(A block of data)
◇ ◇ ◇ ◇ ◇ ◇ ◇
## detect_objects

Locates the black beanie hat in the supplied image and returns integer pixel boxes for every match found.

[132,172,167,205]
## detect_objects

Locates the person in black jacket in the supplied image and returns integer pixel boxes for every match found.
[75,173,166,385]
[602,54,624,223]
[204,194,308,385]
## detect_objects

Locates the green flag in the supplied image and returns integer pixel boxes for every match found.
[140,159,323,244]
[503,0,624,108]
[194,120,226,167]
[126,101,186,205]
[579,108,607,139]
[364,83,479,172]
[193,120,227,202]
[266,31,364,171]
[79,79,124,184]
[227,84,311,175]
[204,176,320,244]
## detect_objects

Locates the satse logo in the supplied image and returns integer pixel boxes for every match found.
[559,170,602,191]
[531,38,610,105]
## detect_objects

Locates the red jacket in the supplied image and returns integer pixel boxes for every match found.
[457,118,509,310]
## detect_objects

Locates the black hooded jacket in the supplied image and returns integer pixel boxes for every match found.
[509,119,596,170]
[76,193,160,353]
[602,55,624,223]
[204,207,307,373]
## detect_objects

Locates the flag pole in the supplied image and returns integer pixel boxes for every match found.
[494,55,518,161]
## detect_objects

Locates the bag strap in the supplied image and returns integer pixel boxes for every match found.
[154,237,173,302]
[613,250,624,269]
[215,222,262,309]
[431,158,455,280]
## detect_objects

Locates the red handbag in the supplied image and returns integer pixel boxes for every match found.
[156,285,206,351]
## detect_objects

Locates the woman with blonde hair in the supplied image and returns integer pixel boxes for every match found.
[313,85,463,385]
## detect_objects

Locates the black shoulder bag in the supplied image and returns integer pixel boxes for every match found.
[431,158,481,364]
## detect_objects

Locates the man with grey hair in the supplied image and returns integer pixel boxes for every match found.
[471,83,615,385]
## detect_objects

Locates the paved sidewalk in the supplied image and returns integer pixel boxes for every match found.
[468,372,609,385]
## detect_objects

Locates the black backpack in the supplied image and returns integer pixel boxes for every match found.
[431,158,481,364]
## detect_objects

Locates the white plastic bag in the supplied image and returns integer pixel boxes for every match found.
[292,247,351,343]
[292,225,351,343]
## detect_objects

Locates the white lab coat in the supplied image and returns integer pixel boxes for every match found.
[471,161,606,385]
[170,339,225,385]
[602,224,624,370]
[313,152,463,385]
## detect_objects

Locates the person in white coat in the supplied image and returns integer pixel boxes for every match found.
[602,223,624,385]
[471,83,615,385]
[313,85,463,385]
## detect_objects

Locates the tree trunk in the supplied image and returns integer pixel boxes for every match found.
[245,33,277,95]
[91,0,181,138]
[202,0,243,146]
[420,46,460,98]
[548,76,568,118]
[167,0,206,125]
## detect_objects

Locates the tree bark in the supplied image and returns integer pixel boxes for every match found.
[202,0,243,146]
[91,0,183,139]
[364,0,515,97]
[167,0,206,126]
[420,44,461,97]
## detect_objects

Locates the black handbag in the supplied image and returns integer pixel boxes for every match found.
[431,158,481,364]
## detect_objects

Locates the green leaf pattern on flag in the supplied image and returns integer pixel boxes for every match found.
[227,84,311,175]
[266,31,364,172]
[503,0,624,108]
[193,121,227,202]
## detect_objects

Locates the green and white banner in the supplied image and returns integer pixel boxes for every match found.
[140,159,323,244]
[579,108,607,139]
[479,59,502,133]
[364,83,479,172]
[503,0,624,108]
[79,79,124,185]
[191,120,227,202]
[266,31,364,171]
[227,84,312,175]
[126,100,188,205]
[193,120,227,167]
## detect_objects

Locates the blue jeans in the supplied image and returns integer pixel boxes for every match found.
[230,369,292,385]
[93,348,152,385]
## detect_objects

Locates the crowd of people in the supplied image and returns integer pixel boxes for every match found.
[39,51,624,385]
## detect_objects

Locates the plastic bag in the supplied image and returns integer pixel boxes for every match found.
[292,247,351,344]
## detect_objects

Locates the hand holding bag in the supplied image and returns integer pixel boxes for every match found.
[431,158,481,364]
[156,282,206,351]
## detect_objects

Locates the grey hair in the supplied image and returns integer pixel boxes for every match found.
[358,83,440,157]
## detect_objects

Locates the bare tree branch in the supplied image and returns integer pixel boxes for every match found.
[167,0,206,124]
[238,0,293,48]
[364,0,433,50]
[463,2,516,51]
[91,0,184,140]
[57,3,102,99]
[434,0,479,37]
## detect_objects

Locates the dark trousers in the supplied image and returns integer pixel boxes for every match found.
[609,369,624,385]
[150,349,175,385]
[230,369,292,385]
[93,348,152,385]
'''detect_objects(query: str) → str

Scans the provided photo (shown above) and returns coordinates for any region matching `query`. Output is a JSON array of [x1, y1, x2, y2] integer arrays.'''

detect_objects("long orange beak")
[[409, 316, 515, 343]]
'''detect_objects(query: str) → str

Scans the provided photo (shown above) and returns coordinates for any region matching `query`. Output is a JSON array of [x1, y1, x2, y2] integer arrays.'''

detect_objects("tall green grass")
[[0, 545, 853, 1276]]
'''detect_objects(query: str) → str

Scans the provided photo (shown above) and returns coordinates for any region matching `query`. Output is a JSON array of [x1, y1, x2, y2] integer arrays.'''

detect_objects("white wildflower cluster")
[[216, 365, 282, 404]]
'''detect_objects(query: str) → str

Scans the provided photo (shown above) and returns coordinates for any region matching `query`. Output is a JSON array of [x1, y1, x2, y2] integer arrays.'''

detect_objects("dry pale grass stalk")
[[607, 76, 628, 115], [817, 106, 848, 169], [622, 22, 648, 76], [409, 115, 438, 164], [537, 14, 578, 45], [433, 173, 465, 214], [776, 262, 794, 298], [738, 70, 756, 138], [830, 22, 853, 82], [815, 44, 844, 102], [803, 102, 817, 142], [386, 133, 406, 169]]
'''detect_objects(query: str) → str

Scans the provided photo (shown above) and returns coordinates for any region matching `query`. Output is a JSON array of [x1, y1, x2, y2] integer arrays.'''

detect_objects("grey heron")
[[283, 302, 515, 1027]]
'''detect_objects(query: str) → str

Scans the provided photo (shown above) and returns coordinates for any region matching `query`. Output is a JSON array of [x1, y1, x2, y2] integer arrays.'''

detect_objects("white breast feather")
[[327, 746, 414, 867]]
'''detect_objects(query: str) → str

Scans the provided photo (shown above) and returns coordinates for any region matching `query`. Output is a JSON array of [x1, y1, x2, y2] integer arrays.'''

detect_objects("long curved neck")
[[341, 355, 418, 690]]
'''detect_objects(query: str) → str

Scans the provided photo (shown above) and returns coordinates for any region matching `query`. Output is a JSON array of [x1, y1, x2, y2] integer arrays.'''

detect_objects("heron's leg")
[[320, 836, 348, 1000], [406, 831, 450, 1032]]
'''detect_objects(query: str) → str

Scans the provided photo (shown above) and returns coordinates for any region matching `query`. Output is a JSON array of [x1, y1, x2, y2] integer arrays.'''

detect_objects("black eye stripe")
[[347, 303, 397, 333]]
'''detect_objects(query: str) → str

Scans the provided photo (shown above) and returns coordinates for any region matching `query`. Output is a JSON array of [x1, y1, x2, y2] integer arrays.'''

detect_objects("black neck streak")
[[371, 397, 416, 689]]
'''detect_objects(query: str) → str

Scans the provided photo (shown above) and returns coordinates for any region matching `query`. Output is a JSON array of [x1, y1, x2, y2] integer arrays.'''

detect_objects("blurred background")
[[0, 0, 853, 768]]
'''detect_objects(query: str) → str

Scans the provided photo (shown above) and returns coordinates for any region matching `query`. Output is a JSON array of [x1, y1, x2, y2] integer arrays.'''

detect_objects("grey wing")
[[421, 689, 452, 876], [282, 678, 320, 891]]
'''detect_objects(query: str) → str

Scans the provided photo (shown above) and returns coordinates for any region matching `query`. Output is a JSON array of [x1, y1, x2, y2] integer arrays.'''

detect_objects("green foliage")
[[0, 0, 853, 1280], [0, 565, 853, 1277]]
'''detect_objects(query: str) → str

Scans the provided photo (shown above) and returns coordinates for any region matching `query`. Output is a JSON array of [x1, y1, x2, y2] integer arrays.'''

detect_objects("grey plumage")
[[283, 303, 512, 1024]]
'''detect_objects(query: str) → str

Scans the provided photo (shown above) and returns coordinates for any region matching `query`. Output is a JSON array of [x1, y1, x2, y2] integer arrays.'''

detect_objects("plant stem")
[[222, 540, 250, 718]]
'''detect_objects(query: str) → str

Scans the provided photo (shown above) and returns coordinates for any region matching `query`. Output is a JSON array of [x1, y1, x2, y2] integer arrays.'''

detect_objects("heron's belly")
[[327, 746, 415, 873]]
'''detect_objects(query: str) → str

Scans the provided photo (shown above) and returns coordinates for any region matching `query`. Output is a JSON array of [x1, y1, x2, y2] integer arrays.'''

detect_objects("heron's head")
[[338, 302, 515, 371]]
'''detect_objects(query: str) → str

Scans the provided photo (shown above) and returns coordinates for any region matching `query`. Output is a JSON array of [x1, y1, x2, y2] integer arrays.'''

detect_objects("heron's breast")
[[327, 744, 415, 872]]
◇ ◇ ◇ ◇ ◇ ◇ ◇
• Work to do: Copy the stretch of the block of data that runs from its first line through the line that contains "[204,194,308,385]", keeping every line exactly as it stands.

• Task solution:
## detect_objects

Locates the black beanie hat in the supplied image and returns integer pixel boxes for every match found.

[132,172,167,205]
## detect_objects

Locates the person in black jacket in the supplied image and returns integer pixel boxes for every match found.
[75,173,166,385]
[602,54,624,223]
[204,194,308,385]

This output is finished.